▶ _Source material_
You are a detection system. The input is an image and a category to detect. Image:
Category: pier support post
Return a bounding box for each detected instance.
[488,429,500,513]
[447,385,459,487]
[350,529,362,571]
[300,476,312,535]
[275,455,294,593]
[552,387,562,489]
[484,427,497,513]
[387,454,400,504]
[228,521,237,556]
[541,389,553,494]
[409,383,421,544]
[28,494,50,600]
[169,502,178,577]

--

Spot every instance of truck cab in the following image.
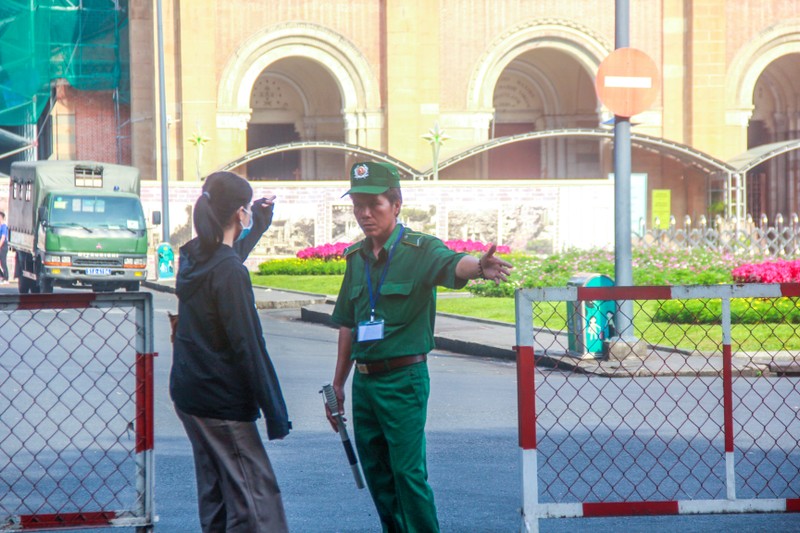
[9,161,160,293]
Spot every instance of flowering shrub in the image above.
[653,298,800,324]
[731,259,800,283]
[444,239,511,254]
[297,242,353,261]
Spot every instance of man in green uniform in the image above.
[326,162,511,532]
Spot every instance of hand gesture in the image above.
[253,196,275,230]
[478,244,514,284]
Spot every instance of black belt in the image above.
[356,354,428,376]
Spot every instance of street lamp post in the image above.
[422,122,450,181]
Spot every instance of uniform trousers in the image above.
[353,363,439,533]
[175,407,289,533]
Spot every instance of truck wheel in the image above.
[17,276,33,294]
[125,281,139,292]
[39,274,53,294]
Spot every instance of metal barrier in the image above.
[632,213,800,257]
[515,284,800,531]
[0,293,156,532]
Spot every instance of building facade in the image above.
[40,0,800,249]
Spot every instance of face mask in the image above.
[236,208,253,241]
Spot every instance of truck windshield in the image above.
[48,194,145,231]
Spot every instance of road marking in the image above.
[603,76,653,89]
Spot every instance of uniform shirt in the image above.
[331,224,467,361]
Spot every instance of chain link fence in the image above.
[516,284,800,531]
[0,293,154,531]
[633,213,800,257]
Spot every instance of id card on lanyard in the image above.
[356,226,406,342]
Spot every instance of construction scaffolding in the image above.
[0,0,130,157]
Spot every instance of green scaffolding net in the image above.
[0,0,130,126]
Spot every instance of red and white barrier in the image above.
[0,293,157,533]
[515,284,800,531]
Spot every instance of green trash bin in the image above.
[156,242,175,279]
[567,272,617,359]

* * *

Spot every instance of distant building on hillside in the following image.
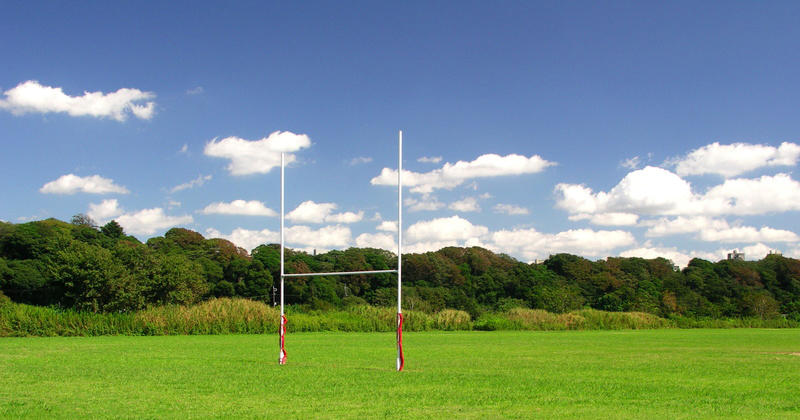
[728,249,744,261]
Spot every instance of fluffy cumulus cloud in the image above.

▶ _Work required_
From the records above, print the lines unchanged, beginning at the line that contains "Spot every instance of hand" and stopping after the line that contains "[422,122,450,181]".

▶ _Final result_
Spot every instance of hand gesture in the image above.
[253,196,275,230]
[478,244,514,284]
Spot every instance of black belt in the image above.
[356,354,428,376]
Spot every instance of street lamp post in the image above.
[422,122,450,181]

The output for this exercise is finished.